What you have to do -> Reproduce everything in the Oceans Inc newsletter from "And partner newsroom" down to "from this article.", word for word.

==== Study text ====

Oceans Inc #4: Observational Hazards
A fishery observer's job sounds simple — to monitor fishing activity. So why do they keep disappearing at sea?
Welcome to Green Echoes, a newsletter from the Environmental Reporting Collective that highlights key investigative stories, data sources, funding, reporting and training opportunities and our projects from across Asia.
Oceans Inc
We’re a collective, with member newsrooms and journalists from atound the world, and several participated in the year-long Oceans Inc collaboration. Each week, they are also publishing parts of our the investigation with their audiences.
Worked to Death, released last week, was jointly-published by partner newsroom Mongabay.
And partner newsroom Initium Media published the investigation in Chinese.
You can also republish any of our articles. All Oceans Inc content is available to be translated, adapted, and republished for free under a Creative Commons license (CC-BY-NC 4.0). If you’re interested, respond to this email.
This week we are proud to announce the release of the fourth investigation, Observational Hazards, led by partner newsroom The Reporter, based in Taiwan, and investigates the far-too-frequent deaths of observers on fishing vessels in the Indo-Pacific.
Here’s an exert from this article.
Looking for resources and opportunities? Scroll down – they’re at the bottom.
Observational Hazards
Tekarara Kabangaki and her four young children, who live in the Pacific Island nation of Kiribati, are quite used to their father being away. As a fishery observer, he often spent months aboard fishing vessels, monitoring their practices and making sure they followed rules and regulations.
Whenever he had to fly out for a deployment, the family would wait outside the wire fence at the airport to wave goodbye as he boarded the plane. His youngest child, Bebe, has been eagerly awaiting his return since their last farewell.
Sadly, it is a reunion that will never happen. The father, Eritara Aati Kaierua, died in March 2020 while performing his duty aboard a Taiwanese tuna-fishing vessel, Win Far 636. He was 40 years old.
Protecting observers
The United States-based Association for Professional Observers (APO), was founded in 1995, and currently has around 1,600 members from all over the world.
Liz Mitchell, the current president of the APO, has been an observer for 25 years. As one of the few women in this male-dominated industry, she not only has to cope with the hardships of the job, but with harassment as well. She has been advocating for the rights of observers since becoming APO president in 2000.

==== Provided material ====

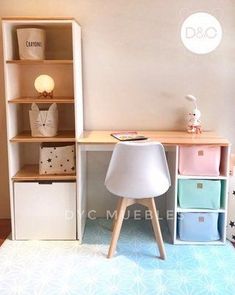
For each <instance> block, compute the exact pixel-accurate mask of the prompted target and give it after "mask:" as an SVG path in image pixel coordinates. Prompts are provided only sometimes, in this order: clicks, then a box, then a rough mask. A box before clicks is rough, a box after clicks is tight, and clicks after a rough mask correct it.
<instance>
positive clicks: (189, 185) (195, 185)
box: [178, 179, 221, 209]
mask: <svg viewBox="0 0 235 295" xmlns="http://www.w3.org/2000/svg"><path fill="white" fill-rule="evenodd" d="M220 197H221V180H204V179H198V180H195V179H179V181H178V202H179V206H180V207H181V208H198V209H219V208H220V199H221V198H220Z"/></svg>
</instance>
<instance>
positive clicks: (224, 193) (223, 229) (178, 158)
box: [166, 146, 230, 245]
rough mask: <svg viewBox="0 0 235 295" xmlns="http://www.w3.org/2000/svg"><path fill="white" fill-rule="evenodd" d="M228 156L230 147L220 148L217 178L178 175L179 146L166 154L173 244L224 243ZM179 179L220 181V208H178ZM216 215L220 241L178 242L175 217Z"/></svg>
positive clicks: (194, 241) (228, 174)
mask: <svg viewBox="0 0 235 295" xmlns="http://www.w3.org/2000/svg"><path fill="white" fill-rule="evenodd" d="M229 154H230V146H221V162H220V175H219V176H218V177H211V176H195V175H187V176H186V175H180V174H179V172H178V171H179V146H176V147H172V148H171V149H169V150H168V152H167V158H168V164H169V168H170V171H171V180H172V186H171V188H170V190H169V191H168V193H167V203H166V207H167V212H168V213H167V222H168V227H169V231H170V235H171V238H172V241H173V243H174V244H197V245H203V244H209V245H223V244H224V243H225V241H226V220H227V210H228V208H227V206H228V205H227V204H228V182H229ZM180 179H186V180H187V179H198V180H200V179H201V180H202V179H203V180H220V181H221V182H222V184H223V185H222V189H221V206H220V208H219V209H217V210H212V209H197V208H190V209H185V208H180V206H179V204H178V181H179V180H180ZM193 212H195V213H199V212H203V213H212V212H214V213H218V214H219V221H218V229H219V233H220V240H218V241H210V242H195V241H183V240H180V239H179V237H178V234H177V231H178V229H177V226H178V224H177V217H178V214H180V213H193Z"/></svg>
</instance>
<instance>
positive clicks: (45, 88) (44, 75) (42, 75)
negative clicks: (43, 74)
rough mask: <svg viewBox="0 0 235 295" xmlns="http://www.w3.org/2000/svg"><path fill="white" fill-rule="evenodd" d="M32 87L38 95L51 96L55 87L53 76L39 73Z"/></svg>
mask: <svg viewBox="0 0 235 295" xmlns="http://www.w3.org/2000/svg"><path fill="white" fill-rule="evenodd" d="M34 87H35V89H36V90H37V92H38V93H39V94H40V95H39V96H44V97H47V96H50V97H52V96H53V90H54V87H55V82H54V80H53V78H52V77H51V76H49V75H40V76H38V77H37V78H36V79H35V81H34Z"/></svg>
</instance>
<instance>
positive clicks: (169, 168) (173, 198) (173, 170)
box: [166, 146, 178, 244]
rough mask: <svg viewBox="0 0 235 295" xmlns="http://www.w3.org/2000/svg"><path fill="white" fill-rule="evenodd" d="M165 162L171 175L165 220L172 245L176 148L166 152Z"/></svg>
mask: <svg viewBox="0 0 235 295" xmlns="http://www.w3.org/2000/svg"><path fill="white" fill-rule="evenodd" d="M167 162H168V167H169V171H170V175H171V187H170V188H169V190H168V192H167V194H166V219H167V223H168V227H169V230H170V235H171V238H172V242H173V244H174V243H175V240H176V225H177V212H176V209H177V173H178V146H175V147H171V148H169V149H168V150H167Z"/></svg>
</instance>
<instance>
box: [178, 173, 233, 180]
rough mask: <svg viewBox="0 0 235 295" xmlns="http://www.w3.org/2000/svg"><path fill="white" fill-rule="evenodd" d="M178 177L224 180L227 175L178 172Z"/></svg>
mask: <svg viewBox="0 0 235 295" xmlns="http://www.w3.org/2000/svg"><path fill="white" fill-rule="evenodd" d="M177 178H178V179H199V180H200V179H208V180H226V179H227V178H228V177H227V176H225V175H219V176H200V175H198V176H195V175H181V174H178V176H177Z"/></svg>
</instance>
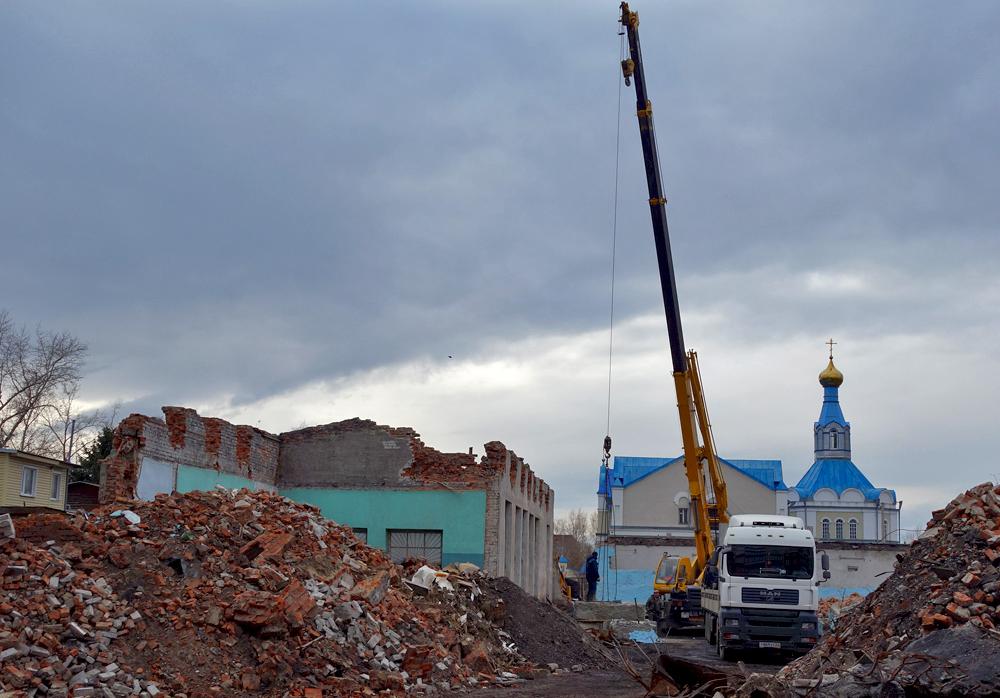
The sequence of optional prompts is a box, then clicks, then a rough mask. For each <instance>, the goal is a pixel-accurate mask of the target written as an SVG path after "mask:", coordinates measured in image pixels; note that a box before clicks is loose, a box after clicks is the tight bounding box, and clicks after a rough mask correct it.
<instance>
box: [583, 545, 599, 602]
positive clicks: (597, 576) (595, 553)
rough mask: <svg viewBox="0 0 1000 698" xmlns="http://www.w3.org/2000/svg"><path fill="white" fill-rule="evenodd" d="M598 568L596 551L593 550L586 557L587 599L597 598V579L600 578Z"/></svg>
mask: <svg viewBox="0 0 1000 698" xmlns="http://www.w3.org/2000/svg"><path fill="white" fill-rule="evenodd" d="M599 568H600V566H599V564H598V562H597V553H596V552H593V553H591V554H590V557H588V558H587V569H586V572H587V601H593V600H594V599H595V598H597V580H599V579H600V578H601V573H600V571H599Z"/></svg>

====

Task response ->
And partner newsroom Initium Media published the investigation in Chinese.
You can also republish any of our articles. All Oceans Inc content is available to be translated, adapted, and republished for free under a Creative Commons license (CC-BY-NC 4.0). If you’re interested, respond to this email.
This week we are proud to announce the release of the fourth investigation, Observational Hazards, led by partner newsroom The Reporter, based in Taiwan, and investigates the far-too-frequent deaths of observers on fishing vessels in the Indo-Pacific.
Here’s an exert from this article.